**Problems and tasks**.
1) Answer these questions about the neurotechnology article:
(a) What is the name of the author's FemTech startup?
(b) How far into building, testing, and pitching is the author?
(c) What product is the startup developing?
2) Copy out everything in the neurotechnology article from "Emilė Radytė" down to "it was crazy.", switching "prototype" for "model".

** Opening Supplied passage block **

Women will be the first adopters of neurotechnology — here’s why

Emilė Radytė
9 min readJul 17, 2023

To your surprise and mine, women lining up to get the newest neurotech for their everyday needs didn’t seem to strike most of the people I initially pitched Samphire Neuroscience (my FemTech startup) to as so obvious a no-brainer as I would have thought.

Some of the women who tested Samphire’s first prototype (right) and didn’t think it was crazy.

Now, almost two years into the process of building, testing, and pitching our neuromodulatory headband (via Samphire) to potential users — women, doctors, and investors alike, I’ve formulated a compelling hypothesis. I believe that women represent the most promising target market, and women’s health, the most promising domain for neurotechnology to become mainstream. As we move forward, only time and user experiences will tell if the hypothesis holds up, but for the moment, my rationale is summarised in the following three reasons:

  1. There is a gap in health care solutions available for women-specific needs, and that gap is more likely to be filled by neurotechnology than traditional (pharmacological/hormonal) approaches as technology becomes more democratised and accessible.

** Closing Supplied passage block **
** Opening Extracted entries block **

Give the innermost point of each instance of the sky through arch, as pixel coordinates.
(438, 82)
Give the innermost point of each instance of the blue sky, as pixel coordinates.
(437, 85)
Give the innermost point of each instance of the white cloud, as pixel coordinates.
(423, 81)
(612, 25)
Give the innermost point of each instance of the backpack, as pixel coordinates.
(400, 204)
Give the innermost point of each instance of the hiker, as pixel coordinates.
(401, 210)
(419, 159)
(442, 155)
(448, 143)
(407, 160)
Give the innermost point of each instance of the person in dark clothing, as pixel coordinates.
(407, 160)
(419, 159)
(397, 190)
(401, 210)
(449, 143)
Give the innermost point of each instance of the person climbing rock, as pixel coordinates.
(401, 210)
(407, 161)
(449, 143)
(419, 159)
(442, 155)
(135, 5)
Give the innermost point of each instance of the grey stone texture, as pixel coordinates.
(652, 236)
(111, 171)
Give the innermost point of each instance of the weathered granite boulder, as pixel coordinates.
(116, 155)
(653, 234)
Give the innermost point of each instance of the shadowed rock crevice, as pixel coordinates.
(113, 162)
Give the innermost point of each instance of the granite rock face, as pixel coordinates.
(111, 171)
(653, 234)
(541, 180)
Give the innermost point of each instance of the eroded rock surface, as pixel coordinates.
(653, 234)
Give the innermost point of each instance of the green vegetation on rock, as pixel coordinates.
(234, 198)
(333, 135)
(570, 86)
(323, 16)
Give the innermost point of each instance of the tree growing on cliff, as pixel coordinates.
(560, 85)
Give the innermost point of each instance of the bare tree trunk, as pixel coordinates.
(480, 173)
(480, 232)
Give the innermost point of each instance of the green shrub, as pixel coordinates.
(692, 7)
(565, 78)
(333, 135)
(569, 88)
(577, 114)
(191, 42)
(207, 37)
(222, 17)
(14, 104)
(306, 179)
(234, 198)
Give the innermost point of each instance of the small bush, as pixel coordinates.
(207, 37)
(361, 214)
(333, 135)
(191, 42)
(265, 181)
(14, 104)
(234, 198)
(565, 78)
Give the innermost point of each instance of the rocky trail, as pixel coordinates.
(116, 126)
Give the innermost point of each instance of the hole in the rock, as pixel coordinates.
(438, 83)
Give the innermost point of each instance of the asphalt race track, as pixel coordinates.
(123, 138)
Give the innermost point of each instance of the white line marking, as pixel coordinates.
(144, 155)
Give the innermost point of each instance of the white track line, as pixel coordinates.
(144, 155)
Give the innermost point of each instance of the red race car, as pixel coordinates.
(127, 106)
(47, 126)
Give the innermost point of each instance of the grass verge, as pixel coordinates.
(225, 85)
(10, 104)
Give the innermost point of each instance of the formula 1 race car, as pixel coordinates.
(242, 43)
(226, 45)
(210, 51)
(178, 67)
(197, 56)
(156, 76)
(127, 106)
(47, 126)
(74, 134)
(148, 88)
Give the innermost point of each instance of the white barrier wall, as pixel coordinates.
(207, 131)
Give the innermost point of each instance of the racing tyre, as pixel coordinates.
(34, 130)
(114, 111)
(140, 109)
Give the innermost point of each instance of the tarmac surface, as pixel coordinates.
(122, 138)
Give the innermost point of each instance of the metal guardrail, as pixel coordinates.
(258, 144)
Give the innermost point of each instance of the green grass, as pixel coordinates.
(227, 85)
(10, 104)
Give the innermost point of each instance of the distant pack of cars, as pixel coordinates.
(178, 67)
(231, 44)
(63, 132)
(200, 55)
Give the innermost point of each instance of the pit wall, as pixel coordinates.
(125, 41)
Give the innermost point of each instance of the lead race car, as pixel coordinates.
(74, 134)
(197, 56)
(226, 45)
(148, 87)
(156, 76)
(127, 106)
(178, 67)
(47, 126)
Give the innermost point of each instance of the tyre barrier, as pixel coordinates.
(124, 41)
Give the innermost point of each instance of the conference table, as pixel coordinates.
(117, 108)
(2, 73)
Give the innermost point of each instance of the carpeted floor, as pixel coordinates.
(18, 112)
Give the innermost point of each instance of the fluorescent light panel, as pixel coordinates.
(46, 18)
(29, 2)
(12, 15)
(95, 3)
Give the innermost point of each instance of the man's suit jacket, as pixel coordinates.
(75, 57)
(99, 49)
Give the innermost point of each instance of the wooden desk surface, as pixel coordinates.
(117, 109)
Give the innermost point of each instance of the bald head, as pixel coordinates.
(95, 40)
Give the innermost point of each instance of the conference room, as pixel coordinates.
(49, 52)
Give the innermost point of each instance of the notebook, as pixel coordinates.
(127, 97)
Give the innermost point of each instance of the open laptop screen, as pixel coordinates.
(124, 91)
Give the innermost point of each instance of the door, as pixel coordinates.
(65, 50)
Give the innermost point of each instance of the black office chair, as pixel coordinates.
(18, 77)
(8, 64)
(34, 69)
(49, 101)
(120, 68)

** Closing Extracted entries block **

**Answers for this exercise**.
1)
(a) Samphire Neuroscience
(b) Almost two years
(c) A neuromodulatory headband

2)
Emilė Radytė
9 min readJul 17, 2023

To your surprise and mine, women lining up to get the newest neurotech for their everyday needs didn’t seem to strike most of the people I initially pitched Samphire Neuroscience (my FemTech startup) to as so obvious a no-brainer as I would have thought.

Some of the women who tested Samphire’s first model (right) and didn’t think it was crazy.